Data entries:
----
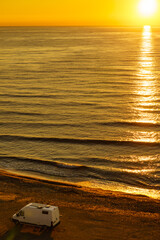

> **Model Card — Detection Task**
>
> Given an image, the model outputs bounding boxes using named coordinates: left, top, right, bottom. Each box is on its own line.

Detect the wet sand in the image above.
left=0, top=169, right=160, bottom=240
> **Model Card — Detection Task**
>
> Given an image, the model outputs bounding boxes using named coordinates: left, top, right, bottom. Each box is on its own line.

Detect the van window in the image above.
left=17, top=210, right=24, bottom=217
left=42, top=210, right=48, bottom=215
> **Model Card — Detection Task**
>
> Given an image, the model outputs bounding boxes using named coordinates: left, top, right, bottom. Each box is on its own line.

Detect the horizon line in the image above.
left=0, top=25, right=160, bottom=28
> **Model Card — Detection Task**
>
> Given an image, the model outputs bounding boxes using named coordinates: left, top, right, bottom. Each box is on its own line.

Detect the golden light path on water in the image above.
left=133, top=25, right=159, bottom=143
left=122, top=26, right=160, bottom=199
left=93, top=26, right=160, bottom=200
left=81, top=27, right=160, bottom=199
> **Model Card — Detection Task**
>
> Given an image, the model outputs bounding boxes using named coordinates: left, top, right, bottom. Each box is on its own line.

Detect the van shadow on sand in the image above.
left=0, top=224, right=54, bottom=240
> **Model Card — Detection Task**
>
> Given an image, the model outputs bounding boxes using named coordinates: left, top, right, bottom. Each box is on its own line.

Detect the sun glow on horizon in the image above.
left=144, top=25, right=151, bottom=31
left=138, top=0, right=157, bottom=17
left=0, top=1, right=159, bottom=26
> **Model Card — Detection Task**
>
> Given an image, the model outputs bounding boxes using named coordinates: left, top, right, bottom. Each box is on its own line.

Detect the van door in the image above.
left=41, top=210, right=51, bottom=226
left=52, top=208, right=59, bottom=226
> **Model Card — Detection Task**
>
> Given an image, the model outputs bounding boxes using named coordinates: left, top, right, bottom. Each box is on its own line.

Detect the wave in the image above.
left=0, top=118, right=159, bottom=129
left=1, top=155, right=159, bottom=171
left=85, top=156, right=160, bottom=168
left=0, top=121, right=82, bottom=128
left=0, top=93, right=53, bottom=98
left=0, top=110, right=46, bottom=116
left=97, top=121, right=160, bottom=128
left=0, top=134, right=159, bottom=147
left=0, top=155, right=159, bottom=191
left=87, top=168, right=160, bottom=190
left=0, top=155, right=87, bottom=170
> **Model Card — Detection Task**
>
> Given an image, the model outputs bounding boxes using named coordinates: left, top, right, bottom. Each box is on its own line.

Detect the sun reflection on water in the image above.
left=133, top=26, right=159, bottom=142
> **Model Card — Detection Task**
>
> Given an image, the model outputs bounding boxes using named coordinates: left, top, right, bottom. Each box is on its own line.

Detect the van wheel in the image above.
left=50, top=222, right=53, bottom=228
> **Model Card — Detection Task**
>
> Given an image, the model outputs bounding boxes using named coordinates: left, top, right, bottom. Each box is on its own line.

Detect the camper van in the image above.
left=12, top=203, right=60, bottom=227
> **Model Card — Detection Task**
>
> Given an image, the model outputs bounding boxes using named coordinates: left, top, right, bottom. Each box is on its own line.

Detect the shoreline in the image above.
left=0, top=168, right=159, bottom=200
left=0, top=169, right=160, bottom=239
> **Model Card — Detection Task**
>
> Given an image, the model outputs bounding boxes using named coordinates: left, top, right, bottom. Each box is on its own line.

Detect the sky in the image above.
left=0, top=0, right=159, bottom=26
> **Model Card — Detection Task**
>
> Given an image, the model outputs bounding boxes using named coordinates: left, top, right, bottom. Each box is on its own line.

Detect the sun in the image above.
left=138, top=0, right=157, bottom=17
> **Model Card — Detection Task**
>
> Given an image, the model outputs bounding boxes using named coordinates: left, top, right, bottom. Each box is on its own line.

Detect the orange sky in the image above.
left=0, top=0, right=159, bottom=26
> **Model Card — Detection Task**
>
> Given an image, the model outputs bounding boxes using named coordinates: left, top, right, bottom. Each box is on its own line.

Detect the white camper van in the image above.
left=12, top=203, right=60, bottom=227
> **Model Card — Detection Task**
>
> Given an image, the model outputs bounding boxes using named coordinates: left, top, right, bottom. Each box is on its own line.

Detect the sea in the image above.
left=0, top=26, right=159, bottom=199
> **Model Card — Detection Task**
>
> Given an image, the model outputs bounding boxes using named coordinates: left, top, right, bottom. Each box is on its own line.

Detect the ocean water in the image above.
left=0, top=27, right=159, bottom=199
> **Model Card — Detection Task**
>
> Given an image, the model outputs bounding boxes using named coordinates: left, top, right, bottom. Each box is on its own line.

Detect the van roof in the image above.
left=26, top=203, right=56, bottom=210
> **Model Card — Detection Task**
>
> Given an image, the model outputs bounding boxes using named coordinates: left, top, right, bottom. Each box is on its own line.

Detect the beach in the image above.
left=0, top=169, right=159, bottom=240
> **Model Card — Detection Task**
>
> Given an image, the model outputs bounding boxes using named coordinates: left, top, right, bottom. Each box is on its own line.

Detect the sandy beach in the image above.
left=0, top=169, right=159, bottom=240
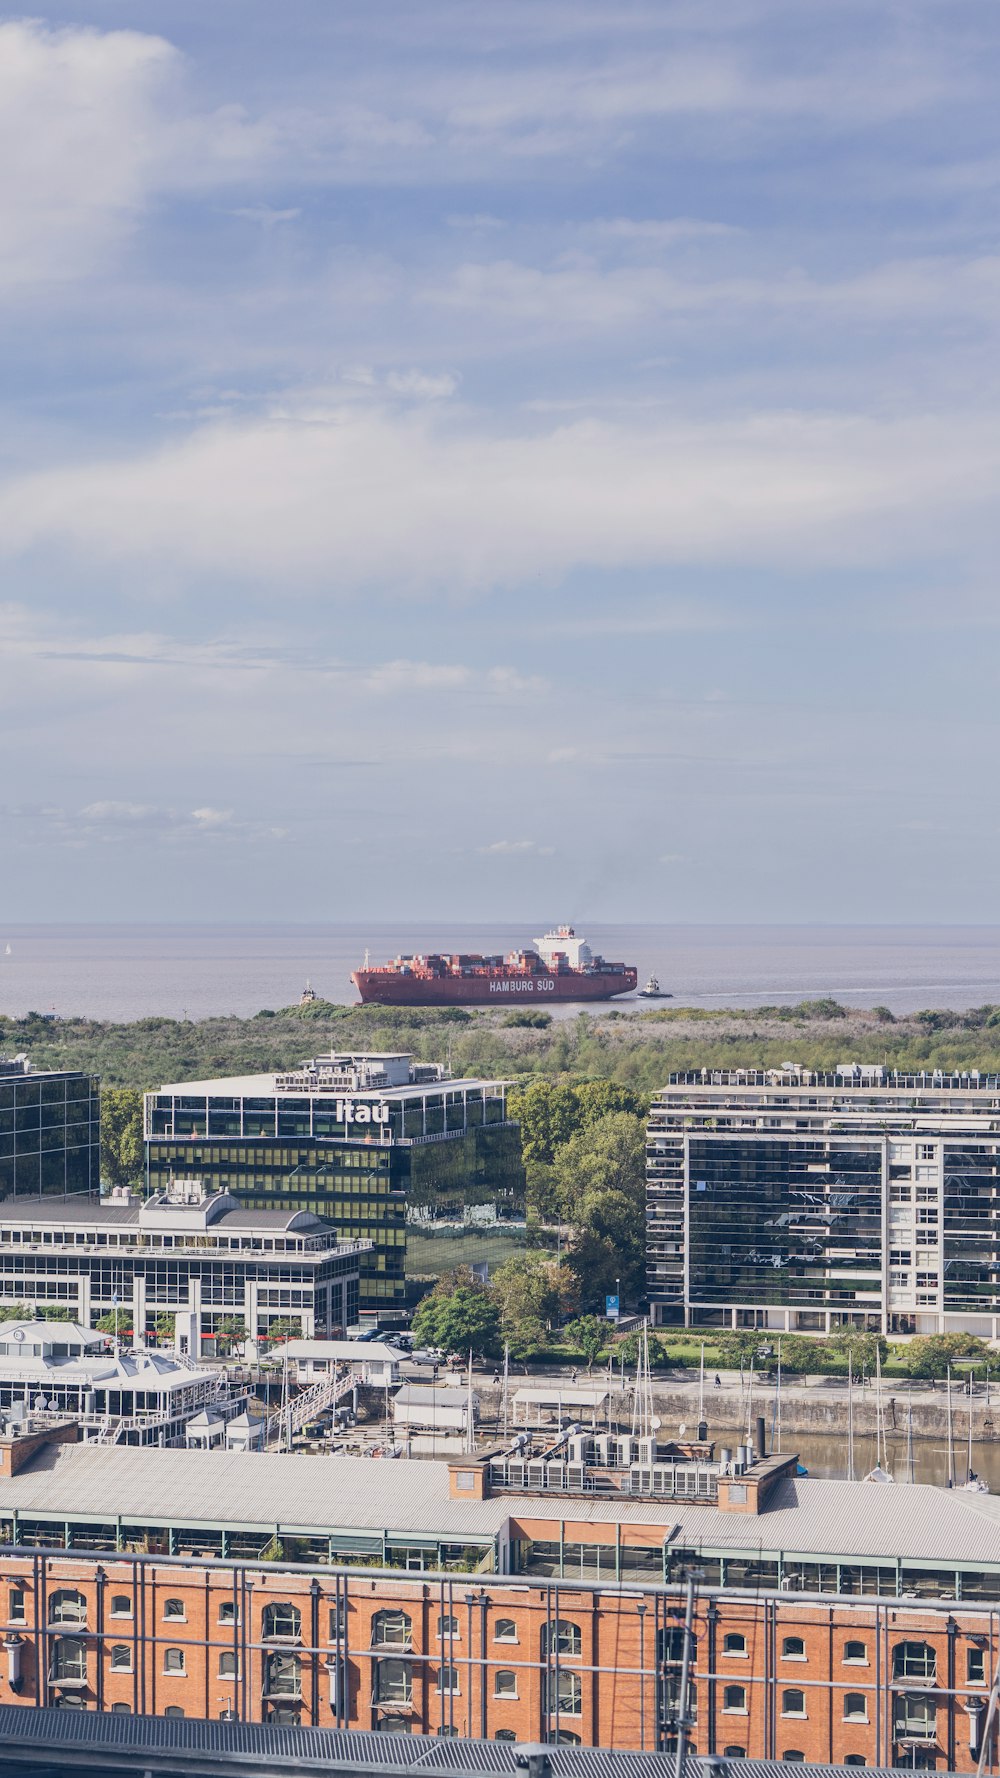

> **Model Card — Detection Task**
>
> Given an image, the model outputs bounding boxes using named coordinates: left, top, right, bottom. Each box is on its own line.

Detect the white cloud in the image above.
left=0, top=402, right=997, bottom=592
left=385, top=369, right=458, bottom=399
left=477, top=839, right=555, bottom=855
----
Work item: Each entry should be repeated exactly as it appears; the pictures stay out.

Written response:
> **Model Card — Detection Task**
>
> Given an image, the model outputs bounding boxes using named coordinates: left, top, right, bottom. Each box is on its own line.

Detect the wet sand in the image above.
left=0, top=169, right=160, bottom=240
> **Model Card — Detection Task**
>
> Given an image, the model outputs bounding boxes using named coordinates: left, top, right, bottom. Each box is on its own line.

Detect the van window in the image above.
left=17, top=210, right=24, bottom=217
left=42, top=210, right=48, bottom=215
> **Model Card — Detection Task**
>
> Given an image, the model outputs bounding boxes using named coordinates: left, top, right, bottom. Each box is on its own line.

Detect the horizon line in the image above.
left=0, top=25, right=160, bottom=28
> **Model Card — Detection Task**
>
> Given an image, the model outputs bounding boxes using named coordinates: left, top, right, bottom. Each box is on its own line.

Detect the golden light path on water in the image above.
left=133, top=25, right=159, bottom=143
left=122, top=26, right=160, bottom=199
left=93, top=26, right=160, bottom=200
left=81, top=27, right=160, bottom=199
> **Model Card — Detection Task**
>
> Given an image, the model outputs bounding boxes using named coordinates: left, top, right, bottom. Each box is on its own line.

Detect the van shadow on sand in the image above.
left=0, top=224, right=54, bottom=240
> **Model Card — Detection Task**
>
> Given an image, the model outputs bounding boxes using named coordinates: left, top, right, bottom. Each box is on its own line.

Detect the sun glow on horizon in the image above.
left=144, top=25, right=151, bottom=31
left=138, top=0, right=157, bottom=17
left=0, top=1, right=159, bottom=26
> **Model Card — Detection Task**
>
> Given an image, the model outputs bounding boxes using named coordinates: left, top, right, bottom. Each box is on its own line.

Detect the van door in the image above.
left=41, top=210, right=51, bottom=226
left=52, top=208, right=59, bottom=226
> **Model Card — Detection Task**
>
> Given an image, the model outputs bounding boxes using named coordinates: left, top, right, bottom. Each box is on its own line.

Detect the wave in the image above.
left=0, top=118, right=159, bottom=129
left=1, top=155, right=159, bottom=171
left=85, top=156, right=160, bottom=168
left=0, top=121, right=82, bottom=128
left=0, top=93, right=53, bottom=98
left=0, top=110, right=46, bottom=116
left=97, top=121, right=160, bottom=128
left=0, top=134, right=159, bottom=147
left=0, top=155, right=159, bottom=191
left=87, top=168, right=160, bottom=190
left=0, top=155, right=87, bottom=170
> **Model Card — Detection Task**
>
> Given an image, the model outputs bounding boxes using named coordinates: left, top, right, bottom. Each box is on its own line.

Detect the sun reflection on water in the image above.
left=133, top=26, right=159, bottom=142
> **Model Card — Detection Task**
>
> Given an image, the model outputs bounding boxes using named coordinates: left, top, right, bottom. Each box is on its own line.

Detect the van wheel in the image above.
left=50, top=222, right=53, bottom=228
> **Model Card — Detection Task**
>
> Given an image, the model outputs bounding boxes using named coordinates: left, top, right, bottom. Each box is on its own line.

Detect the camper van in the image above.
left=12, top=203, right=60, bottom=227
> **Model Card — Detection Task**
>
> Given an image, the model outputs bounding boxes using named coordinates: left, top, right, bottom. Each box is on its own line.

Detect the shoreline in the image above.
left=0, top=168, right=159, bottom=200
left=0, top=169, right=160, bottom=239
> **Model Card — Detection Task**
>
> Given an image, the model outputs bounding boxes using named coordinates: left, top, right, bottom. Each box is on its own line.

Detect the sky in the image above.
left=0, top=0, right=159, bottom=26
> **Model Card — Detection Task**
>
> Given an image, the model outputs bounding boxes using named coordinates: left, top, right, bottom. Each box is on its own line.

Detect the sun in the image above.
left=138, top=0, right=157, bottom=17
> **Model Card — Detection Task**
>
> Given an image, the model outputs bounding boxes using named coordinates: left, top, right, bottom. Each box is on its own line.

Detect the orange sky in the image above.
left=0, top=0, right=159, bottom=26
> **Model Card — Detection Task**
>
> Given an image, the model outputs bounding boxes using named coordinates: left, top, right, bottom. Each box is on its own line.

Detect the white camper van in the image above.
left=12, top=203, right=60, bottom=227
> **Model Card — Detection Task**
>
> Given an image, the model outputs bounding boxes using named coordinates: left, top, right, bottom. Each box is on its own line.

Detect the sea in the image above.
left=0, top=26, right=159, bottom=199
> **Model Card — Detection Task**
>
> Given an image, the model outputs bounding boxes using named coordinates: left, top, right, bottom. Each box is on its own line.

Detect the ocean water in the image above.
left=0, top=27, right=159, bottom=199
> **Model Card — Detection Task**
>
> Given an image, the model outputs bounding boxes using named coordinates: left, top, right, bottom. Each box is on its own line.

Detect the van roof in the image above.
left=26, top=203, right=56, bottom=210
> **Model Card — Detection Task**
>
> Given an image, the model outputs bounding boxes using named coordinates: left, top, right, bottom. Each box is on its own line.

Detect the beach in the image above.
left=0, top=169, right=159, bottom=240
> **Model Card — Detection Task**
>
> Given an image, the model outputs bounding boxes using named coordinates: left, top, right, bottom. Each box is on its own line.

Detect the sandy beach in the image above.
left=0, top=169, right=159, bottom=240

> **Model Card — Detection Task**
>
> Given an image, the model outputs bounding boxes using named coordinates: left, top, right, bottom. Each box is on its own line.

Detect the white cloud in the image above.
left=0, top=402, right=997, bottom=592
left=385, top=369, right=458, bottom=399
left=477, top=839, right=555, bottom=855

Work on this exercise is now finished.